The problem:
Below are some entries. Output each one exactly as it appears.
[Entries provided start]
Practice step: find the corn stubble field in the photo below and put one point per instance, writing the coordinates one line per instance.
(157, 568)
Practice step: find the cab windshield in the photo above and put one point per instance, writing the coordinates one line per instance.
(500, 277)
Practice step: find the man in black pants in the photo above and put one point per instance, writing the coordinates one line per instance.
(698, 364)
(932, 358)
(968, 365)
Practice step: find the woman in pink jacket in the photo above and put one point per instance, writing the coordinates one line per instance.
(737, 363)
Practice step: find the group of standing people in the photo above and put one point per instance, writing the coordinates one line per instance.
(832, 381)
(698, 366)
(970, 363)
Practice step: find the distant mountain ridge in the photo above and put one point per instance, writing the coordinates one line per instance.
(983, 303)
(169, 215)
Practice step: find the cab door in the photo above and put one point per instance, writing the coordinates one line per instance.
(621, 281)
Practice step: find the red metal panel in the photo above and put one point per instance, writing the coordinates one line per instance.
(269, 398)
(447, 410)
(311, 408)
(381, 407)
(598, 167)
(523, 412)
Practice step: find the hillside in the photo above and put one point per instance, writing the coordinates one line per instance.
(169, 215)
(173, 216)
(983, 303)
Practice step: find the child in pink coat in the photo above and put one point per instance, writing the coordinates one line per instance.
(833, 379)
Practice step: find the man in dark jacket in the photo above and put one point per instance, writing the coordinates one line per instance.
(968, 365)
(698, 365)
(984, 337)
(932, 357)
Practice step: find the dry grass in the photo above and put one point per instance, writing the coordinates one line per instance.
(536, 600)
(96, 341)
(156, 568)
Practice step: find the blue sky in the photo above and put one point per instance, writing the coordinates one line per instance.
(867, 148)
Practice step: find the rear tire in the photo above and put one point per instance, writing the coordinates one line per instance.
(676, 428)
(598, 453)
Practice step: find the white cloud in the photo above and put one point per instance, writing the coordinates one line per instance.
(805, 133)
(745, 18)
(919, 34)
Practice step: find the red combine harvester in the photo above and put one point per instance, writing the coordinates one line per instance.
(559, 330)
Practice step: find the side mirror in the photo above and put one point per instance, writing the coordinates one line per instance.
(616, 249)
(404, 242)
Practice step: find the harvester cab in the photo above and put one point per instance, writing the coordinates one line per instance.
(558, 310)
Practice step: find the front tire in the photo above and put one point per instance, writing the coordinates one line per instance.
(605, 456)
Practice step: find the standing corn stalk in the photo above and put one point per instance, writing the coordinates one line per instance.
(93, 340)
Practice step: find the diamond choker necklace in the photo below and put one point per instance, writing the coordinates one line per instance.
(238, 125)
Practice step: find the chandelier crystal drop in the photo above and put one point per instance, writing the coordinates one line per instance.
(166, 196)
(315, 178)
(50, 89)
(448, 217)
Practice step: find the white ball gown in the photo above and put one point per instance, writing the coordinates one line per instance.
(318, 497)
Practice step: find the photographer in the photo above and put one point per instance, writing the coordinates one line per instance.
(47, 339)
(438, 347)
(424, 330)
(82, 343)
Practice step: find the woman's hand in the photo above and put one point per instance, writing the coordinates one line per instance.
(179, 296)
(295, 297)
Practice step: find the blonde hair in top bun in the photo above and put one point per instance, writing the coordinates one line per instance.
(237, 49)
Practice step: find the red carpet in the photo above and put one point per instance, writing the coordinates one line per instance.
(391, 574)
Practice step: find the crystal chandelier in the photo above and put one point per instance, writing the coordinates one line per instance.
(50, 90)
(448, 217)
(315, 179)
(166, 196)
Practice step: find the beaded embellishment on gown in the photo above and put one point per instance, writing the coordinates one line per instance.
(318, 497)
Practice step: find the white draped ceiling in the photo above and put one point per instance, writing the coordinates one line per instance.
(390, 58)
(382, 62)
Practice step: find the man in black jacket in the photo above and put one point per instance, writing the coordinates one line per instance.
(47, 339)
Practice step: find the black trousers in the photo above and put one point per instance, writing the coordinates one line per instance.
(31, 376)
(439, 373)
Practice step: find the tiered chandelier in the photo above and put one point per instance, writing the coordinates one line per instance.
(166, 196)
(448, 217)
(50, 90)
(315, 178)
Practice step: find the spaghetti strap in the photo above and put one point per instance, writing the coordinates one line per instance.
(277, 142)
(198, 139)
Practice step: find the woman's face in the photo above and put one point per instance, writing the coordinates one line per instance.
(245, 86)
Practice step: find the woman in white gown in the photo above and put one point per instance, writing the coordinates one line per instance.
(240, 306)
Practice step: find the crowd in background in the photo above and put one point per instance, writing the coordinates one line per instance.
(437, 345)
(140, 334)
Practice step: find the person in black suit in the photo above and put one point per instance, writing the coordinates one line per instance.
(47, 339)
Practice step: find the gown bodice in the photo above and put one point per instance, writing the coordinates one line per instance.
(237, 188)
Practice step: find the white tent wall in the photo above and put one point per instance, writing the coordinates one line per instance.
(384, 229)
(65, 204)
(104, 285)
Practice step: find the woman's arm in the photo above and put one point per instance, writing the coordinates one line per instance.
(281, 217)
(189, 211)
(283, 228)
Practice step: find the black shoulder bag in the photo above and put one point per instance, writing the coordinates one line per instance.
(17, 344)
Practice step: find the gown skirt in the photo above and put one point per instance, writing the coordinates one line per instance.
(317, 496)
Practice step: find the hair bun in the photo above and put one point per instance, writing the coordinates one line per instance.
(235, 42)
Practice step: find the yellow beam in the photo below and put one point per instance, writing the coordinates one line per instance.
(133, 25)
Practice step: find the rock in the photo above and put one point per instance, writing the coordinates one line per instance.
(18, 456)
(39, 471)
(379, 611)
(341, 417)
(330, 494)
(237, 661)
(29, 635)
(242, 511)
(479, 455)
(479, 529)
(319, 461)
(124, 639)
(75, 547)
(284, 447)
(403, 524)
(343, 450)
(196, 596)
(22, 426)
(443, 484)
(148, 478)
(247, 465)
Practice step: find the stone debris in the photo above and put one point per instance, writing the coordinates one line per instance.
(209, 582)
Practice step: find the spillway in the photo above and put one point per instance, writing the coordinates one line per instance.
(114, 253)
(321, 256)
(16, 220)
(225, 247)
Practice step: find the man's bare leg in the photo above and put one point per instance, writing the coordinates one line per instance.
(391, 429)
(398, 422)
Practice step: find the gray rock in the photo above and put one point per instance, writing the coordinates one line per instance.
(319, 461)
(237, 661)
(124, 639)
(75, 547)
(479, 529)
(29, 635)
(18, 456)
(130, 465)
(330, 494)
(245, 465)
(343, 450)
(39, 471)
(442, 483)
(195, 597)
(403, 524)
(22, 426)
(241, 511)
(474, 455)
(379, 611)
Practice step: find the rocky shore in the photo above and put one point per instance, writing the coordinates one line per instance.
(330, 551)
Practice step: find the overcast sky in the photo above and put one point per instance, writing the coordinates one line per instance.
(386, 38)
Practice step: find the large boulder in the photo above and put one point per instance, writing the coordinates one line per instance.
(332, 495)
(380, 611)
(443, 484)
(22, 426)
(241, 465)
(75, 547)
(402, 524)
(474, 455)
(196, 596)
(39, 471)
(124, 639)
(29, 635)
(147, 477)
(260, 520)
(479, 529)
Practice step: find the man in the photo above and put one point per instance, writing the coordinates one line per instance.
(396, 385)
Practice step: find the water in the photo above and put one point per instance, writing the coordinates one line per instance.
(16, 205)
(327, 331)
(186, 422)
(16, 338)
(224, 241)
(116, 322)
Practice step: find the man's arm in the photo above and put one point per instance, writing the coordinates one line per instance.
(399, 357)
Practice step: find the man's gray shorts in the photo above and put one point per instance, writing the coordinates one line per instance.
[Entries provided end]
Answer to this problem:
Practice step: find the corn stubble field in the photo below and put one point per instance, writing the coordinates one line per instance.
(157, 568)
Practice step: find the cab windshield in the photo above and put one point per instance, writing the coordinates one line per instance.
(500, 277)
Practice step: find the man in black pants in the photo above and put one point per instance, writing the coordinates one line per instance.
(698, 364)
(932, 358)
(968, 365)
Practice step: find the woman in pink jacket in the photo above and put one point per instance, writing the coordinates one line per instance.
(737, 363)
Practice step: find the group of standing people in the photo above and put one point per instance, writing the coordinates one line per instance.
(832, 381)
(698, 366)
(970, 363)
Practice step: find the distant mountain ridge in the photo above and put one point per instance, writing the coordinates one line per instance.
(983, 303)
(169, 215)
Practice step: find the cab door in the photo above and put one point per instance, writing the coordinates one line per instance.
(621, 281)
Practice step: find the red metal panel in the photo above and put one point per instance, writing the coordinates one line per instance.
(269, 398)
(447, 410)
(311, 408)
(381, 407)
(598, 167)
(523, 412)
Practice step: find the hillside in the photo above and put one point per instance, writing the coordinates one line per instance.
(169, 215)
(173, 216)
(983, 303)
Practice step: find the child in pink coat in the photo above and put one point per instance, writing the coordinates one line per instance.
(833, 379)
Practice step: find the man in dark jacket in the photo above and put one point per instance, writing the coordinates one line per instance.
(968, 365)
(698, 365)
(984, 337)
(932, 357)
Practice step: find the dry grass in the photo above and put one point per instance, writing the coordinates one line per instance.
(536, 600)
(96, 341)
(156, 568)
Practice step: find the blue sky in the photo above and put one point per instance, writing the coordinates one line per instance.
(867, 148)
Practice step: find the rear tire in the photo above and put one point per instance, writing the coordinates one line per instance.
(676, 428)
(598, 453)
Practice step: find the white cloud in the photo above and put one point per instance, writing the coordinates one line per instance.
(805, 133)
(745, 18)
(919, 34)
Practice step: find the red combine harvester in the photo above and put one point per instance, writing the coordinates one line per instance.
(559, 330)
Practice step: find the side mirror in the photo above and put one point per instance, writing the coordinates one line per instance.
(616, 249)
(404, 242)
Practice step: find the harvester cab in the photo above and put one point per instance, writing the coordinates one line per instance.
(558, 310)
Practice step: find the front tire in the photo above and put one point per instance, writing the coordinates one line per instance.
(605, 456)
Practice step: find the standing corn stalk in the photo above and put one point per instance, writing the coordinates one line per instance.
(93, 340)
Practice step: find the diamond choker necklace in the photo below and put one point per instance, writing the coordinates one line per instance.
(238, 125)
Practice step: find the chandelier crystal drop in the photo above and put one point per instance, writing the coordinates one line per instance.
(166, 196)
(315, 178)
(50, 89)
(448, 217)
Practice step: find the white ball gown in the photo above and put one point per instance, writing the coordinates one line per instance.
(318, 497)
Practice step: find the photographer in the photo above and put one point per instance, writing the coordinates one line per instance.
(47, 339)
(438, 347)
(424, 330)
(82, 343)
Practice step: find the woman's hand in the photo above and put one point per instance, writing the coordinates one line per instance.
(179, 296)
(295, 297)
Practice step: find the blonde hair in top bun in the photo above and put one point per instance, writing the coordinates one line per instance.
(237, 49)
Practice step: find the red carpet in the photo above and put one point per instance, writing the coordinates one line per instance.
(391, 574)
Practice step: find the crystal chandelier in the photo above and put one point per instance, writing the coordinates one line per instance.
(50, 90)
(448, 217)
(315, 179)
(166, 196)
Practice step: find the beaded embellishment on gown in the photo above and put one point per instance, writing the coordinates one line per instance.
(318, 497)
Practice step: find the white draped ceiling in the photo above and put one point per instance, writing the coordinates one line per instance.
(390, 58)
(382, 62)
Practice step: find the man in black jacket in the photo above and put one point per instance, writing the coordinates one line per instance.
(47, 339)
Practice step: find the black trousers in the photo above and put one point per instance, writing the coordinates one line per instance.
(31, 376)
(439, 373)
Practice step: find the tiered chandelier in the photo above and put one point per instance, writing the coordinates one line per instance.
(166, 196)
(448, 217)
(50, 90)
(315, 178)
Practice step: find the spaghetti strap in the photo above and put one point per instance, writing the coordinates one line per instance.
(277, 142)
(198, 139)
Practice step: find the woman's face in the photo above and put one point per instance, writing the coordinates one line per instance.
(245, 86)
Practice step: find the woman in white gown in the photo above and put one point per instance, writing the coordinates one line per instance.
(240, 306)
Practice step: find the crowd in background in the photo above and put one point per instance, writing the coordinates one line per instance.
(437, 345)
(140, 334)
Practice step: find the person in black suit in the photo above and put one point per instance, writing the coordinates one line per instance.
(47, 339)
Practice step: find the gown bodice in the photo above and put one point per instance, writing the coordinates one line per instance.
(237, 188)
Practice step: find the white tent wall in the photo above and put one point per instance, writing the coordinates one line per instance.
(384, 229)
(65, 204)
(104, 285)
Practice step: find the woman's arm in the photo above and put one point per instance, writing the coordinates one line per instance.
(281, 217)
(189, 211)
(283, 228)
Practice step: find the black shoulder bag in the photo above and put one point per instance, writing the coordinates one line per instance.
(17, 344)
Practice step: find the gown skirt in the photo above and put one point per instance, writing the coordinates one line per instance.
(317, 496)
Practice step: find the hair bun in the photo above and put one point per instance, writing the coordinates one line per instance.
(235, 42)
Practice step: find the yellow beam in the photo below and put one point per instance, writing the coordinates one line per instance.
(133, 25)
Practice step: find the rock in the photo above and put one point per instance, writing the coordinates one line per instance.
(18, 456)
(39, 471)
(379, 611)
(341, 417)
(330, 494)
(237, 661)
(29, 635)
(242, 511)
(479, 455)
(479, 529)
(319, 461)
(124, 639)
(75, 547)
(284, 447)
(403, 524)
(343, 450)
(196, 596)
(22, 426)
(443, 484)
(148, 478)
(247, 465)
Practice step: find the stone debris in the photo above and put one point per instance, writing the coordinates one line per instance.
(209, 582)
Practice step: find the spillway in the photo above and put one point per instance, writing the coordinates one line per instance.
(114, 253)
(321, 256)
(16, 220)
(225, 247)
Practice step: find the man's bare leg in the photo above and put one point per instance, writing the coordinates one line per instance.
(391, 429)
(398, 422)
Practice step: find the gray rock in the photo above and put one point per instance, writing the coordinates one line per instance.
(319, 461)
(237, 661)
(124, 639)
(75, 547)
(479, 529)
(29, 635)
(18, 456)
(130, 465)
(330, 494)
(245, 465)
(343, 450)
(39, 471)
(442, 483)
(195, 597)
(403, 524)
(22, 426)
(241, 511)
(474, 455)
(379, 611)
Practice step: find the rocky shore in the photo above and put one point per instance, writing the coordinates one line per instance.
(330, 551)
Practice step: find the overcast sky in the photo above and put one point per instance, writing the coordinates one line per instance.
(386, 38)
Practice step: find the large boulder in the photo above and put one point per instance, writing the coordinates one line per instance.
(332, 495)
(380, 611)
(443, 484)
(22, 426)
(241, 465)
(75, 547)
(402, 524)
(474, 455)
(196, 596)
(39, 471)
(124, 639)
(29, 635)
(147, 477)
(260, 520)
(479, 529)
Practice step: find the man in the photo above and put one point per instance, writing the coordinates one line per instance.
(396, 385)
Practice step: find the water in the photo above and put one point per instance, writing the coordinates one line per instance.
(16, 205)
(327, 331)
(186, 422)
(16, 338)
(224, 241)
(116, 322)
Practice step: find the man's arm in the photo above and put one point per instance, writing the coordinates one line per instance.
(399, 357)
Practice step: find the man's gray shorts in the photo above and put one point per instance, writing the coordinates one line per instance.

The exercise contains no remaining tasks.